## Point-labeling examples
------

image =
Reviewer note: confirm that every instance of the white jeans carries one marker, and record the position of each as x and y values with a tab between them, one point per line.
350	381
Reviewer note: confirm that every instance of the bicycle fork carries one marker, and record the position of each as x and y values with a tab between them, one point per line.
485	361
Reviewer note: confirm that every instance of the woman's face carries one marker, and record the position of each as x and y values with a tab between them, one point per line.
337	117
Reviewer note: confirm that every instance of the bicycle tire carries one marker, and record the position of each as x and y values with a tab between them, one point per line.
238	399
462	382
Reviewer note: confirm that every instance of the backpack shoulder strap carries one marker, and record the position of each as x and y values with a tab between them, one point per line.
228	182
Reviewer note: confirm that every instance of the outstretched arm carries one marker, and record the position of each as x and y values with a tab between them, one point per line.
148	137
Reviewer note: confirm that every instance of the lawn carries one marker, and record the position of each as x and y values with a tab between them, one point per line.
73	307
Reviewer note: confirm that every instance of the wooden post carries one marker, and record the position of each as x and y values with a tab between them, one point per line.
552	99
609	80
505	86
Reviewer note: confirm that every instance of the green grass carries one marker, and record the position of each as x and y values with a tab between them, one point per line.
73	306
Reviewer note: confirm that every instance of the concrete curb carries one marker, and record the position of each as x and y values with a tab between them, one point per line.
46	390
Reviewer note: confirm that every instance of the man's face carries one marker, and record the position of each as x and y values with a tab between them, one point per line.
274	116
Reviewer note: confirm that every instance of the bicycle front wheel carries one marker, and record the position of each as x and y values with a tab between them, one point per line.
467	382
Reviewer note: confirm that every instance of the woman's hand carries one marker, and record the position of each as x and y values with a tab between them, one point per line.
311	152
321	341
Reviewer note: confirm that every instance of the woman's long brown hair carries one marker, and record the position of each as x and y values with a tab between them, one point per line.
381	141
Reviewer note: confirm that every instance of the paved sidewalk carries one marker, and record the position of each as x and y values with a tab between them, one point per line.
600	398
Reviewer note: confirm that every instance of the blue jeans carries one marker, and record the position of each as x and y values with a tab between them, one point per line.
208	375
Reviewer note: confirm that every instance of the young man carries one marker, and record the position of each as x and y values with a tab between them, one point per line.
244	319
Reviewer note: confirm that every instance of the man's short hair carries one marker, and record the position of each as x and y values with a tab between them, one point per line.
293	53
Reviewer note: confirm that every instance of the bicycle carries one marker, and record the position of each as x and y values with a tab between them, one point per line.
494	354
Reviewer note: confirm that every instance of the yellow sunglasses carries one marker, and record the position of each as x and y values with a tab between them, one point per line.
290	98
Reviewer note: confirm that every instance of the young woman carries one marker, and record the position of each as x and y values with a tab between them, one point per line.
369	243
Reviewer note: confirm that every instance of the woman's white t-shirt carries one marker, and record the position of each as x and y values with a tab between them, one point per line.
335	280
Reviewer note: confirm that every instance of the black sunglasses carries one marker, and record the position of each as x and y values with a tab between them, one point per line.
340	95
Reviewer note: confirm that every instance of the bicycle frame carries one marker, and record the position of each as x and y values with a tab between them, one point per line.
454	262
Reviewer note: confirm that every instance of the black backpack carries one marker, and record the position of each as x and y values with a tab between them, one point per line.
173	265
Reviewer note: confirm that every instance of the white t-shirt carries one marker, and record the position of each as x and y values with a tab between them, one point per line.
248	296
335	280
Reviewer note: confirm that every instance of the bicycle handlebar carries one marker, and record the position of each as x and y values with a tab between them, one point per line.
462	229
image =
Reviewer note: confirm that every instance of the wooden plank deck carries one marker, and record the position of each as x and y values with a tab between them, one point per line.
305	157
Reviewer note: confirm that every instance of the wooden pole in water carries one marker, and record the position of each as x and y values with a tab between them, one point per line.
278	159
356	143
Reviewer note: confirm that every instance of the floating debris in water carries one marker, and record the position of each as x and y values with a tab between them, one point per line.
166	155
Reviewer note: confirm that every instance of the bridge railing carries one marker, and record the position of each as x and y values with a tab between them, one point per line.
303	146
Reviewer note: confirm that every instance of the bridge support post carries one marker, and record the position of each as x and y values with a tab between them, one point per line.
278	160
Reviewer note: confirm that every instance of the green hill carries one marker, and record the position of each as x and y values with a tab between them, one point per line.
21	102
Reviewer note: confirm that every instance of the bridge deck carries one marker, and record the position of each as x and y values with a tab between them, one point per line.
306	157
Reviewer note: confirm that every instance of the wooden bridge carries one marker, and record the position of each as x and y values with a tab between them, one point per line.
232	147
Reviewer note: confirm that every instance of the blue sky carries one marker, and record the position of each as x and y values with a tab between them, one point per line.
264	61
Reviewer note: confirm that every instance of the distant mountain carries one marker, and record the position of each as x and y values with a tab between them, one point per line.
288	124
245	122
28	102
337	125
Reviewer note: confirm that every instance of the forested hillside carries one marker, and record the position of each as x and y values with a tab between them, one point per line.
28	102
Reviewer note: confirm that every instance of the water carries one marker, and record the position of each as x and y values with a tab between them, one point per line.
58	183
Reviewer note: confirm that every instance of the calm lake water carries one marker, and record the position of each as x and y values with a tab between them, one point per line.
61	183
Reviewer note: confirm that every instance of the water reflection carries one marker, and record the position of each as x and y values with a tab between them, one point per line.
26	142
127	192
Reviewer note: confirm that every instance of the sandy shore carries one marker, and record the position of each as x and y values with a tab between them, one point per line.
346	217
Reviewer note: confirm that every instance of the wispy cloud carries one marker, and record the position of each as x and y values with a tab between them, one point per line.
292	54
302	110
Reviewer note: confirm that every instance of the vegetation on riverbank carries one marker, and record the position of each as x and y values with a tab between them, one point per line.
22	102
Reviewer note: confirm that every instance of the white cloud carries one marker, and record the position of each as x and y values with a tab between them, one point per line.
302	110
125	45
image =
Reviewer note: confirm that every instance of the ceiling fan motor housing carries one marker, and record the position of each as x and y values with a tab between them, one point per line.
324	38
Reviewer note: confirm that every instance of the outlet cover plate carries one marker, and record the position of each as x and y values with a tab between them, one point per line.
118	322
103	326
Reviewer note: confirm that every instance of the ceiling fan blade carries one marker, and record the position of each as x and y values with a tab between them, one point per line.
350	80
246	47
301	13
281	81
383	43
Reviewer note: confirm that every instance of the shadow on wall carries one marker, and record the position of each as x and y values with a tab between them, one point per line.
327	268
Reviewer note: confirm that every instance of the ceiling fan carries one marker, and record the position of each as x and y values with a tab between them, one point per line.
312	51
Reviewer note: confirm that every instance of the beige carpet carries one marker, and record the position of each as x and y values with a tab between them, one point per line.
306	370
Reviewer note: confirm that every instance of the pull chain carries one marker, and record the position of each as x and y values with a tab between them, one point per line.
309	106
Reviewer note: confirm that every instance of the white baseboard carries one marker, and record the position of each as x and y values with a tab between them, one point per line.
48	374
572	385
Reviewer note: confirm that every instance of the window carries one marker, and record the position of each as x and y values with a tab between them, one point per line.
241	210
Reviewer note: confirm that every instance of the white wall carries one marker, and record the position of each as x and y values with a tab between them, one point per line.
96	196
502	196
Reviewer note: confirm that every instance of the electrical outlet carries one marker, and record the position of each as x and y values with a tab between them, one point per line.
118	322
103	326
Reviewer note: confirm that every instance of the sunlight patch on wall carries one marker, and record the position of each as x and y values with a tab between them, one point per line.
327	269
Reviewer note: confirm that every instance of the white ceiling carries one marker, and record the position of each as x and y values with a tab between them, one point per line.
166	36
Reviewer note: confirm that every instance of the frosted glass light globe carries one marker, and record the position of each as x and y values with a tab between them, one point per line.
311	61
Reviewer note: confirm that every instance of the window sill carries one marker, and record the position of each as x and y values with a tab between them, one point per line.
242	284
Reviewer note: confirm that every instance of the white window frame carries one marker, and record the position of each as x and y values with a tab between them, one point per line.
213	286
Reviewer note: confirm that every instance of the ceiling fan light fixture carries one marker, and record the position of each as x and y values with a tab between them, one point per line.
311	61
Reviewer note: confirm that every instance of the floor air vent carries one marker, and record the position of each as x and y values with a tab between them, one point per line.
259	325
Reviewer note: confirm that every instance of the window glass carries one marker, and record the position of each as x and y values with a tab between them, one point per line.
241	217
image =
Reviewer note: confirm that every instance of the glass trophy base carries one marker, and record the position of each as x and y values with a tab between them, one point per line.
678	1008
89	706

------

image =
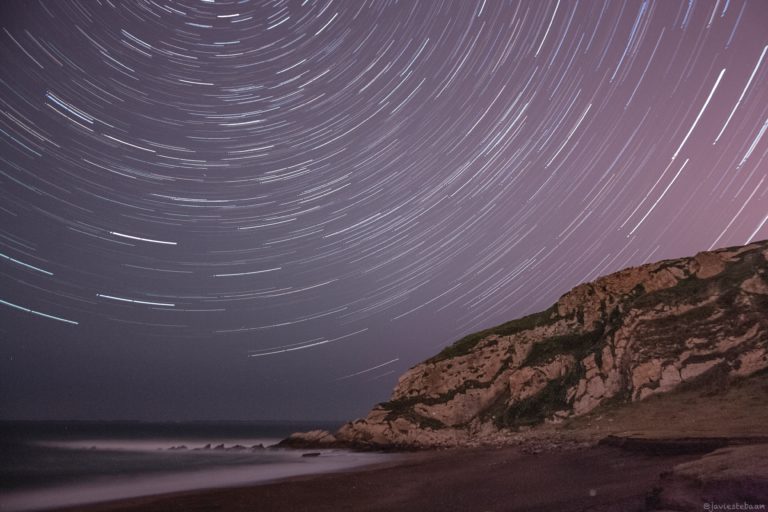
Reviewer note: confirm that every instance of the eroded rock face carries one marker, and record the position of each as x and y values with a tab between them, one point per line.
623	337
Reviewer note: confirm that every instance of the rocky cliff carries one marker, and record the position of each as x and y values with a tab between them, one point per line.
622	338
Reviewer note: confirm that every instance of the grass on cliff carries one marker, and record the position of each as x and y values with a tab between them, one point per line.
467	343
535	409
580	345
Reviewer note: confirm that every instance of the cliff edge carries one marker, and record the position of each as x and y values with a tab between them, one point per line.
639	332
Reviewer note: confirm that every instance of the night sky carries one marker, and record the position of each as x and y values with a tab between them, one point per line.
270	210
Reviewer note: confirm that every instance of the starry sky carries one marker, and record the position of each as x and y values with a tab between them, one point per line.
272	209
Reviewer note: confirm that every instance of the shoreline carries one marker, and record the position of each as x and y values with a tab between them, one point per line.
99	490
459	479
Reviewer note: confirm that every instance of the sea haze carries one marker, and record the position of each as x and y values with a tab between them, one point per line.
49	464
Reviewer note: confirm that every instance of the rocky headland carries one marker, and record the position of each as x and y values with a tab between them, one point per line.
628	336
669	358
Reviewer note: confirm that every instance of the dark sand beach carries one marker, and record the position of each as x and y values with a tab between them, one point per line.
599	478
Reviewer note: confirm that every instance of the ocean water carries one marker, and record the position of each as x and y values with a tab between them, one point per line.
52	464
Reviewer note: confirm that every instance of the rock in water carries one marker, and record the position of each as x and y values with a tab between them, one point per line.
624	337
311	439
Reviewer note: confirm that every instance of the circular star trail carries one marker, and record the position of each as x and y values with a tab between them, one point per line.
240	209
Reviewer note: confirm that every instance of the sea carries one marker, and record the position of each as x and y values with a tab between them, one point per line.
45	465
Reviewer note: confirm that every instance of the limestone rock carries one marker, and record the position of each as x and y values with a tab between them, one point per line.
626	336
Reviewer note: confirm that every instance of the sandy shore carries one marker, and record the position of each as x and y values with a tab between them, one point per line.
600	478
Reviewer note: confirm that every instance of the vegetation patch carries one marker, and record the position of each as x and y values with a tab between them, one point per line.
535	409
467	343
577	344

------

## Problem details
How many lines in the records contain the word "wall"? Give only the number.

## Reply to the task
3